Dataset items
══════════════════════════════
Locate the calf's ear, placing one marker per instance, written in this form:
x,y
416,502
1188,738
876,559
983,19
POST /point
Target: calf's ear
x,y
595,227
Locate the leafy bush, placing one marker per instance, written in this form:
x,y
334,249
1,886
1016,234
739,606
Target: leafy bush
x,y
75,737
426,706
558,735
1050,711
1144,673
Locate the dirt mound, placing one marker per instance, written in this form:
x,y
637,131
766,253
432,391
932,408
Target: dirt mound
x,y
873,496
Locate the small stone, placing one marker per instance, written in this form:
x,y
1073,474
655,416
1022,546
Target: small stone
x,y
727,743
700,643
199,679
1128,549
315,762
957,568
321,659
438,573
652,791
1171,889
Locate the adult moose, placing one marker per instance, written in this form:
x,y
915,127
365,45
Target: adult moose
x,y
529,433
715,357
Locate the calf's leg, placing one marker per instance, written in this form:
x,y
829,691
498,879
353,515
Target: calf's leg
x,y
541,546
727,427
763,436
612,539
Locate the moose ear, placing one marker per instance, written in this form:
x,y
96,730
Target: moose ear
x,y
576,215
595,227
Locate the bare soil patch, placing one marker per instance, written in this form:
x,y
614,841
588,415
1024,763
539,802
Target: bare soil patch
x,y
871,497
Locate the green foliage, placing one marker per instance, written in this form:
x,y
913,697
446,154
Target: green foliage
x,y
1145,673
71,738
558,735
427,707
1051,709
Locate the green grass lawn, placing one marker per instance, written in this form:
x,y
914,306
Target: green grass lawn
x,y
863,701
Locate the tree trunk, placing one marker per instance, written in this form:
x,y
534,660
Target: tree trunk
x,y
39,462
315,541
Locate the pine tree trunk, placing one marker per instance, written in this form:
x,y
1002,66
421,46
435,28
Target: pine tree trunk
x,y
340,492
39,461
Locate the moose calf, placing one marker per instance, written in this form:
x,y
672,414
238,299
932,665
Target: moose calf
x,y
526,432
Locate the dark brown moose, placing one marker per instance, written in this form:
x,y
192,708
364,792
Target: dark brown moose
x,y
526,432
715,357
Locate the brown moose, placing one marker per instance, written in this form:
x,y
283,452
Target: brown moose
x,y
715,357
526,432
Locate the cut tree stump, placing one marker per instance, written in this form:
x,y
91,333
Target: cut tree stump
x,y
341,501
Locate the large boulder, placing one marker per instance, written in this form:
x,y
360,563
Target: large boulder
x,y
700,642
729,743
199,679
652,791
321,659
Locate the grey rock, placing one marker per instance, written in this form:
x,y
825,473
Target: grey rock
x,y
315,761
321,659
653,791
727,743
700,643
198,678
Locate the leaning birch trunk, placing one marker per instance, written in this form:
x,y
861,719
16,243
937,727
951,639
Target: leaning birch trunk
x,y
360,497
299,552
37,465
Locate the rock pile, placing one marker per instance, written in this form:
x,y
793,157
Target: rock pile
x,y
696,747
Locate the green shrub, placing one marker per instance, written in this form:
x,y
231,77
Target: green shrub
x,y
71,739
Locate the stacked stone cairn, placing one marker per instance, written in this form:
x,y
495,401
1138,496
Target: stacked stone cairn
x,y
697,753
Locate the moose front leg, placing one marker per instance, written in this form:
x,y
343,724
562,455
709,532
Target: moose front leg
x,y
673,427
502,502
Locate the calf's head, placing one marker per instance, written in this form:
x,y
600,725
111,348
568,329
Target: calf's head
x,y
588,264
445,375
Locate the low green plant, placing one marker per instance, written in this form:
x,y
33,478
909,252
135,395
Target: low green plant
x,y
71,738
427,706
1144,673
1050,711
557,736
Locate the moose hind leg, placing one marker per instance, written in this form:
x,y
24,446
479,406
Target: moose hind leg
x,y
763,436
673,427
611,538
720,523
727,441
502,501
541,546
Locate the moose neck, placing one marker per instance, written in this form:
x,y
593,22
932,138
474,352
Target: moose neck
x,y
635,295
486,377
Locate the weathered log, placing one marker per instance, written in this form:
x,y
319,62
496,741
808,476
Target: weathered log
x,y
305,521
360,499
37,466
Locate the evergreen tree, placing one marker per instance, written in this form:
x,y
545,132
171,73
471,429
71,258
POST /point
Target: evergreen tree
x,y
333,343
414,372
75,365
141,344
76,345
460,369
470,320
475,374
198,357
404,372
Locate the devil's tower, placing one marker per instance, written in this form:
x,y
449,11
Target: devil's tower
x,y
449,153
══════════════════════════════
• **WHAT YOU SHOULD DO**: From the records above, extract every entry verbatim.

• **RESPONSE TO THE TASK**:
Locate the calf's ear, placing one marker per instance, written in this form:
x,y
416,502
1188,738
876,559
983,19
POST /point
Target: calf's ear
x,y
595,227
Locate the leafy bush, placing one marker per instance, written in this form:
x,y
334,249
1,886
1016,234
739,606
Target: leafy bush
x,y
75,737
426,706
558,735
1050,711
1144,673
Locate the dirt mound, placing one marker per instance, written in this form:
x,y
637,131
766,253
432,391
932,408
Target: dirt mound
x,y
873,496
Locate the small stone, placing one marker per instance, written in this form:
x,y
1073,474
655,416
1022,546
Target: small stone
x,y
727,743
700,643
199,679
1128,549
315,762
957,568
321,659
438,573
652,791
1171,889
Locate the adult moose, placing one marker per instance, written in this form:
x,y
915,127
365,45
Target: adult moose
x,y
529,433
715,357
Locate the calf's leg, placing one marker per instance, written in this form:
x,y
829,691
498,879
353,515
Target: calf's leg
x,y
541,546
727,427
763,436
612,539
Locate the moose ear, placing one marker per instance, written in this form:
x,y
96,730
Target: moose ear
x,y
576,215
595,227
Locate the bare soil patch, placing one marker per instance, written in this form:
x,y
614,841
588,415
1024,763
539,802
Target: bare soil patch
x,y
871,497
Locate the green foliage, placing one marker per instance, written in this form:
x,y
913,697
446,154
Target: green foliage
x,y
1145,673
71,738
558,735
427,707
1051,709
Locate the green grass lawn, placing one marker per instance, written in this form:
x,y
914,306
Target: green grass lawn
x,y
863,701
Locate the tree trunk, placing one marker per instance, written in this form:
x,y
534,660
Target: tree trunk
x,y
39,462
315,541
Locate the pine tree trunk, placing one marker per instance, written in this form:
x,y
1002,66
421,46
435,28
Target: pine tree trunk
x,y
340,492
39,461
Locate the moose calf, placing one marker per instance, written in this form:
x,y
672,414
238,299
932,665
Target: moose calf
x,y
526,432
Locate the dark brown moose, placing one marker per instance, written in this form:
x,y
192,708
364,792
Target: dark brown moose
x,y
526,432
715,357
Locate the brown moose, placing one marker per instance, written in this form:
x,y
283,452
Target: brown moose
x,y
715,357
526,432
Locate the cut tree stump, placing one marker per instance, written in this form:
x,y
91,333
Target: cut tree stump
x,y
341,501
Locate the large boulder, placing one marker per instance, written in this form:
x,y
360,563
Target: large boulder
x,y
700,642
729,743
199,679
652,791
321,659
Locate the grey rock, placing one marker per instance, written in this form:
x,y
825,473
Target: grey rock
x,y
315,761
321,659
653,791
727,743
700,643
198,678
Locate the leaning birch trunk, placing one marker per instance, written in this form:
x,y
861,719
16,243
937,727
951,639
Target: leaning birch trunk
x,y
360,497
299,552
37,465
Locate the rock pile, placing one marker per instance, written in this form:
x,y
793,157
Target: rock pile
x,y
696,747
Locate the green shrub, placing one marker per instance, written in this form:
x,y
231,77
Target: green shrub
x,y
71,739
Locate the stacked stone cairn, placing one marker per instance, written in this form:
x,y
495,401
1138,496
Target: stacked stone cairn
x,y
697,753
Locate the moose front leg, placing one marker per instance, written in this form:
x,y
343,724
562,455
709,532
Target: moose front leg
x,y
673,427
502,502
Locate the calf's head, placing one marker per instance, written in this form:
x,y
600,725
111,348
568,329
Target: calf's head
x,y
588,264
445,375
Locate the low green plant, placing one marker per instance, written in this form:
x,y
33,478
909,252
135,395
Target: low green plant
x,y
71,738
427,706
1144,673
1050,711
557,736
Locate the moose hind leg, placing one marker per instance, written in this form:
x,y
24,446
479,406
Target: moose hind leg
x,y
763,436
673,427
611,538
720,523
727,441
502,501
541,546
Locate the moose neck, placing one marker per instance, written in this form:
x,y
593,22
932,138
474,352
Target: moose neck
x,y
635,295
486,377
Locate the weathered log, placing one marker per instance, written in this form:
x,y
319,62
496,741
808,476
Target: weathered log
x,y
305,521
360,499
37,466
Locate the evergreen tree, placing one marker per instance, written in this form:
x,y
545,132
171,73
471,429
71,258
POST /point
Target: evergreen tree
x,y
333,343
414,372
75,365
141,344
76,345
460,369
470,320
475,374
198,357
404,372
Locate the devil's tower, placing one marker per instance, written in this form:
x,y
449,11
Target: devil's tower
x,y
449,153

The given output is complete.